→ What this task involves
Rewrite the lines below, changing every "innermost point" to "central point" and keeping the rest unchanged.

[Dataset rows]
####################

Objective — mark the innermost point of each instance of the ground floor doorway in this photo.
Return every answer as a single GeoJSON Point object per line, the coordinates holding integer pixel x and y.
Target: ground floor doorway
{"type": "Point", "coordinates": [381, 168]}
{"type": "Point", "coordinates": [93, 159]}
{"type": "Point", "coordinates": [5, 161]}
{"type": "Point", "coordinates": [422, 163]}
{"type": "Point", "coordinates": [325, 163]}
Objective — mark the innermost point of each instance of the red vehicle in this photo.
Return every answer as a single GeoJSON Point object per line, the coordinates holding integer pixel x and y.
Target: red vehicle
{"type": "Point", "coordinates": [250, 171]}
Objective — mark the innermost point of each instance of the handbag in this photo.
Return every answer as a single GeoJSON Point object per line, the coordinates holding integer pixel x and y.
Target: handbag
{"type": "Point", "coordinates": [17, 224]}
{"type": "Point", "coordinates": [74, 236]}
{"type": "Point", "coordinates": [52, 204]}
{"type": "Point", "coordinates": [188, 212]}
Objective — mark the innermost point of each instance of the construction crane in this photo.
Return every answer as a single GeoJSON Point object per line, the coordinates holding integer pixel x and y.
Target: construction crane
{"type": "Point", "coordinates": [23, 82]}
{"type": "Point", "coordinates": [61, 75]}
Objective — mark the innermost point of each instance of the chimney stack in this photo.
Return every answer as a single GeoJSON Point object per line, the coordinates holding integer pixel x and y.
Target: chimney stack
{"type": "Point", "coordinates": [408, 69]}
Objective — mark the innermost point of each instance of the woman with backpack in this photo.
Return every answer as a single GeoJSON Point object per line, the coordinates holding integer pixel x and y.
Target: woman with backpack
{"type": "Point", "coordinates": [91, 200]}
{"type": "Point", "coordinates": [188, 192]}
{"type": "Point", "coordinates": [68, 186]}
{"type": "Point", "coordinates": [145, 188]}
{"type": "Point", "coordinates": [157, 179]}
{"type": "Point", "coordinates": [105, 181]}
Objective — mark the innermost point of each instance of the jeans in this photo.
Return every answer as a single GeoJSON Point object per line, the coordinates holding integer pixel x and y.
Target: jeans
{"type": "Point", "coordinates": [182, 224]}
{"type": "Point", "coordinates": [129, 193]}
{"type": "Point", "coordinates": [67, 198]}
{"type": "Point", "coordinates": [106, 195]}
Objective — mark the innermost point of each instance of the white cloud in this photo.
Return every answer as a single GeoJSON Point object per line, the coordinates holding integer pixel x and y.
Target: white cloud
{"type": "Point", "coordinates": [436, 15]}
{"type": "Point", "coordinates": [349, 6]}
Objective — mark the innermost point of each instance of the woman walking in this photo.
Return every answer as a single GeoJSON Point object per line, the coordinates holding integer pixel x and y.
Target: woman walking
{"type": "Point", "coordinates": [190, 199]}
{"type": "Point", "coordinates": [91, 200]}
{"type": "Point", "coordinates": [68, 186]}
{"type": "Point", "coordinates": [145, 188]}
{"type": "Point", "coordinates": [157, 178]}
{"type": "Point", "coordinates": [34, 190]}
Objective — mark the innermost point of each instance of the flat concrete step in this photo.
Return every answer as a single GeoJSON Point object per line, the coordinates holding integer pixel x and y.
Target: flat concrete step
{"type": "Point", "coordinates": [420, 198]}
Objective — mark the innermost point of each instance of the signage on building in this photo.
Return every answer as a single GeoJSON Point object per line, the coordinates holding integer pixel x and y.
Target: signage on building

####################

→ Full response
Objective — mark the central point of each instance of the ground floor doorway in this photo.
Return every answer as a single GeoJSON Point object per line, the coordinates holding integer pixel x and y.
Target: ground floor doorway
{"type": "Point", "coordinates": [381, 168]}
{"type": "Point", "coordinates": [93, 159]}
{"type": "Point", "coordinates": [5, 161]}
{"type": "Point", "coordinates": [422, 163]}
{"type": "Point", "coordinates": [325, 163]}
Objective — mark the central point of each instance of the red vehicle in this photo.
Return every answer as a single GeoJSON Point object per line, the coordinates holding integer pixel x and y.
Target: red vehicle
{"type": "Point", "coordinates": [250, 171]}
Objective — mark the central point of each instance of the handbag in this photo.
Return every answer as a single GeoJSON Point object per line, the coordinates holding integer pixel x and y.
Target: handbag
{"type": "Point", "coordinates": [17, 224]}
{"type": "Point", "coordinates": [74, 236]}
{"type": "Point", "coordinates": [52, 204]}
{"type": "Point", "coordinates": [188, 212]}
Objective — mark the central point of each instance of the construction crane in this photo.
Return every answer as a single GeoJSON Point object per line, the coordinates holding integer pixel x and y.
Target: construction crane
{"type": "Point", "coordinates": [23, 82]}
{"type": "Point", "coordinates": [61, 75]}
Objective — mark the central point of each instance of the chimney stack in this photo.
Return every answer as a single GeoJSON Point object per line, the coordinates holding integer pixel x and y.
Target: chimney stack
{"type": "Point", "coordinates": [408, 69]}
Objective — mark the central point of each instance of the woman with backpack in this photo.
Return every answer as a single GeoJSON Point object per line, the coordinates holding integer pixel x and y.
Target: woman with backpack
{"type": "Point", "coordinates": [91, 200]}
{"type": "Point", "coordinates": [188, 192]}
{"type": "Point", "coordinates": [68, 186]}
{"type": "Point", "coordinates": [145, 188]}
{"type": "Point", "coordinates": [157, 179]}
{"type": "Point", "coordinates": [105, 181]}
Objective — mark the central point of each instance of the jeans in this photo.
Return every answer as a single GeoJSON Point object per line, the coordinates holding integer pixel x and y.
Target: jeans
{"type": "Point", "coordinates": [182, 224]}
{"type": "Point", "coordinates": [129, 193]}
{"type": "Point", "coordinates": [67, 198]}
{"type": "Point", "coordinates": [106, 195]}
Objective — mark the central point of each instance of the white cloud in this photo.
Return every answer as a single GeoJSON Point object per line, the coordinates holding integer pixel x and y.
Target: white cloud
{"type": "Point", "coordinates": [436, 15]}
{"type": "Point", "coordinates": [349, 6]}
Objective — mark the central point of each instance of the woman walking in this photo.
Return every answer as a single GeoJSON Point object per line, the coordinates holding integer pixel x and y.
Target: woman walking
{"type": "Point", "coordinates": [190, 199]}
{"type": "Point", "coordinates": [91, 200]}
{"type": "Point", "coordinates": [68, 186]}
{"type": "Point", "coordinates": [145, 188]}
{"type": "Point", "coordinates": [157, 178]}
{"type": "Point", "coordinates": [34, 190]}
Objective — mark the central point of each instance of the flat concrete step in this photo.
Return every answer as a single GeoJSON Point object per line, the coordinates holding integer pixel x and y.
Target: flat concrete step
{"type": "Point", "coordinates": [420, 198]}
Objective — mark the central point of each instance of the signage on building in this photo.
Return every answer as a single GeoJSON Point object per line, the coordinates holding integer pixel x and y.
Target: signage on building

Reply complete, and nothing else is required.